> Work task
Reproduce every one of the records below line for line, changing nothing.

> Data shown
****

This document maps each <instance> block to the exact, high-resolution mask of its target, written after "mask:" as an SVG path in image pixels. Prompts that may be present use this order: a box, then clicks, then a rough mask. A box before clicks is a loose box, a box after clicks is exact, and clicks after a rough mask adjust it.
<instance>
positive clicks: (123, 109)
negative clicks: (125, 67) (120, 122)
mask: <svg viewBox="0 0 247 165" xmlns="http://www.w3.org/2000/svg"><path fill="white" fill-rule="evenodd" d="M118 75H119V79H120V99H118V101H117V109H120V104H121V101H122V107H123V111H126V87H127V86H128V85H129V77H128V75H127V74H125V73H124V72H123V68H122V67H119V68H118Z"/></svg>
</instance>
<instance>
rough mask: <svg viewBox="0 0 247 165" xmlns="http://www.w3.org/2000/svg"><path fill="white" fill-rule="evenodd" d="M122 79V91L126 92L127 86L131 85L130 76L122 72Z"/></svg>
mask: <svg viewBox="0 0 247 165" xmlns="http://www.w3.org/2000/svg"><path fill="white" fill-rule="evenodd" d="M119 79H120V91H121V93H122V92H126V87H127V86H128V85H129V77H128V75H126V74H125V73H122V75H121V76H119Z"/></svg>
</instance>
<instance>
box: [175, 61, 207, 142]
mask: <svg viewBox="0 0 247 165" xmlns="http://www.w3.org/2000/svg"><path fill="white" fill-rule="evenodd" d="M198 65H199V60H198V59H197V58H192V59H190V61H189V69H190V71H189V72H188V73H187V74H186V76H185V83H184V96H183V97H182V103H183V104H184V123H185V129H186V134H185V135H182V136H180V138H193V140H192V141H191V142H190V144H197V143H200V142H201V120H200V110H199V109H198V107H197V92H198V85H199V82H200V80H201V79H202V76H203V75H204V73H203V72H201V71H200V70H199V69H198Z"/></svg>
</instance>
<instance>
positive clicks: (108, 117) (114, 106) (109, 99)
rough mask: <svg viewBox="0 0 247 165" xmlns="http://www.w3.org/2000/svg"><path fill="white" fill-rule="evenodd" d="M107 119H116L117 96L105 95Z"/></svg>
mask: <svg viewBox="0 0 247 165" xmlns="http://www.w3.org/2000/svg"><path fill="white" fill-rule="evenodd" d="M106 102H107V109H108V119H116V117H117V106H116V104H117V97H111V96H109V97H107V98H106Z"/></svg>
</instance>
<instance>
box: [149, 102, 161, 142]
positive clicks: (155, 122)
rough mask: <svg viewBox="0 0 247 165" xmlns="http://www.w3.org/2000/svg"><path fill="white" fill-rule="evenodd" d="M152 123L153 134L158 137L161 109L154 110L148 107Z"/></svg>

****

> Result
This document maps each <instance> block to the exact, high-resolution mask of its target, written after "mask:" as an SVG path in image pixels. Prompts that may be present use this order: a box, then clicks, then a rough mask. A box before clicks is a loose box, a box after clicks is exact, and clicks after a rough mask adjust it.
<instance>
positive clicks: (123, 109)
negative clicks: (125, 67) (120, 122)
mask: <svg viewBox="0 0 247 165" xmlns="http://www.w3.org/2000/svg"><path fill="white" fill-rule="evenodd" d="M118 75H119V79H120V99H118V101H117V109H120V104H121V101H122V107H123V111H126V87H127V86H128V85H129V77H128V75H127V74H125V73H124V72H123V68H122V67H119V68H118Z"/></svg>
</instance>
<instance>
rough mask: <svg viewBox="0 0 247 165" xmlns="http://www.w3.org/2000/svg"><path fill="white" fill-rule="evenodd" d="M122 79V91L126 92L127 86L131 85L130 76L122 72Z"/></svg>
mask: <svg viewBox="0 0 247 165" xmlns="http://www.w3.org/2000/svg"><path fill="white" fill-rule="evenodd" d="M119 79H120V91H121V93H122V92H126V87H127V86H128V85H129V77H128V75H126V74H125V73H122V75H121V76H119Z"/></svg>
</instance>
<instance>
box: [175, 61, 207, 142]
mask: <svg viewBox="0 0 247 165" xmlns="http://www.w3.org/2000/svg"><path fill="white" fill-rule="evenodd" d="M198 65H199V60H198V59H197V58H192V59H190V61H189V69H190V71H189V72H188V73H187V74H186V76H185V83H184V96H183V97H182V103H183V104H184V123H185V129H186V134H185V135H182V136H180V138H193V140H192V141H191V142H190V144H197V143H200V142H201V120H200V110H199V109H198V107H197V92H198V85H199V82H200V80H201V79H202V76H203V75H204V73H203V72H201V71H200V70H199V69H198Z"/></svg>
</instance>
<instance>
positive clicks: (108, 117) (114, 106) (109, 99)
rough mask: <svg viewBox="0 0 247 165" xmlns="http://www.w3.org/2000/svg"><path fill="white" fill-rule="evenodd" d="M107 119H116L117 96L105 95Z"/></svg>
mask: <svg viewBox="0 0 247 165" xmlns="http://www.w3.org/2000/svg"><path fill="white" fill-rule="evenodd" d="M106 102H107V109H108V119H116V117H117V106H116V104H117V97H111V96H109V97H107V98H106Z"/></svg>
</instance>
<instance>
box: [149, 102, 161, 142]
positive clicks: (155, 122)
rough mask: <svg viewBox="0 0 247 165" xmlns="http://www.w3.org/2000/svg"><path fill="white" fill-rule="evenodd" d="M152 123L153 134L158 137L161 109L154 110L148 107Z"/></svg>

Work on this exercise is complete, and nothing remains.